### TASK BRIEF
All of the entries need to be written out again, exactly as they are.

### LISTING
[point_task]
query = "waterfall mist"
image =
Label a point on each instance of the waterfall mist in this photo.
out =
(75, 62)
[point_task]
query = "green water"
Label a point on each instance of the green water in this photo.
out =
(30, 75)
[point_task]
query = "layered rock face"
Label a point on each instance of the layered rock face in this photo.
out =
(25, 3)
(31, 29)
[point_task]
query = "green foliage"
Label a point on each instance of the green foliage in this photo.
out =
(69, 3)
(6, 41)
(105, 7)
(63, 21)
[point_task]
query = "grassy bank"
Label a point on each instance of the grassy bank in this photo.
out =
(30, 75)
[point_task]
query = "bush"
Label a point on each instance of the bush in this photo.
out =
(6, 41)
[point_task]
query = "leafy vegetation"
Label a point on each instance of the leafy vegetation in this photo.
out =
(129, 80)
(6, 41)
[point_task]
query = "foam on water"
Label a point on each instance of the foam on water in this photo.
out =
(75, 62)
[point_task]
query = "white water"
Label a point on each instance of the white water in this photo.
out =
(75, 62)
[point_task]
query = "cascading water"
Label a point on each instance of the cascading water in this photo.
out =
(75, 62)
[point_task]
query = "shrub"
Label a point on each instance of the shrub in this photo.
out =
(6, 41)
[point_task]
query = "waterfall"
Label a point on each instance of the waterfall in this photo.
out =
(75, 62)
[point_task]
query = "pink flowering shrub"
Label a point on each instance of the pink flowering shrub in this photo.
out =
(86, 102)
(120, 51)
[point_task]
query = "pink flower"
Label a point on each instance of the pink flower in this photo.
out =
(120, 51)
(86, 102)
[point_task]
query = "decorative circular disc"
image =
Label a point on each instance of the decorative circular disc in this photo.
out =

### THE REPLY
[point_task]
query = "waterfall mist"
image =
Label a point on each instance of the waterfall mist in this photo.
out =
(75, 62)
[point_task]
query = "green water"
Label a point on each instance of the green water in this photo.
out =
(30, 75)
[point_task]
query = "layered rock face"
Label a point on each instance of the layered rock face in this photo.
out =
(25, 3)
(31, 29)
[point_task]
query = "green foliage"
Label a point on each instance of the green foliage in this photo.
out =
(69, 3)
(6, 41)
(105, 7)
(63, 21)
[point_task]
query = "grassy bank"
Label a point on each instance of the grassy bank in this photo.
out =
(30, 75)
[point_task]
query = "bush"
Label a point on each instance of the bush in this photo.
out =
(6, 41)
[point_task]
query = "leafy vegetation"
Label a point on each instance of the leafy vegetation in this photo.
out =
(129, 80)
(6, 41)
[point_task]
query = "foam on water"
Label a point on each instance of the foam on water in this photo.
out =
(75, 62)
[point_task]
query = "white water"
Label a point on each instance of the white water in this photo.
out =
(75, 62)
[point_task]
query = "cascading water"
Label a point on each instance of the cascading water in this photo.
out =
(75, 62)
[point_task]
query = "shrub"
Label a point on each instance of the shrub in this photo.
out =
(6, 41)
[point_task]
query = "waterfall"
Label a point on each instance of the waterfall in this photo.
out =
(75, 62)
[point_task]
query = "pink flowering shrub"
Label a point on each instance of the pink flowering shrub in this photo.
out =
(86, 102)
(120, 51)
[point_task]
query = "pink flower"
Label a point on each instance of the pink flower in this photo.
out =
(120, 51)
(86, 102)
[point_task]
query = "decorative circular disc"
image =
Label a point on each instance of the decorative circular disc in this photo.
out =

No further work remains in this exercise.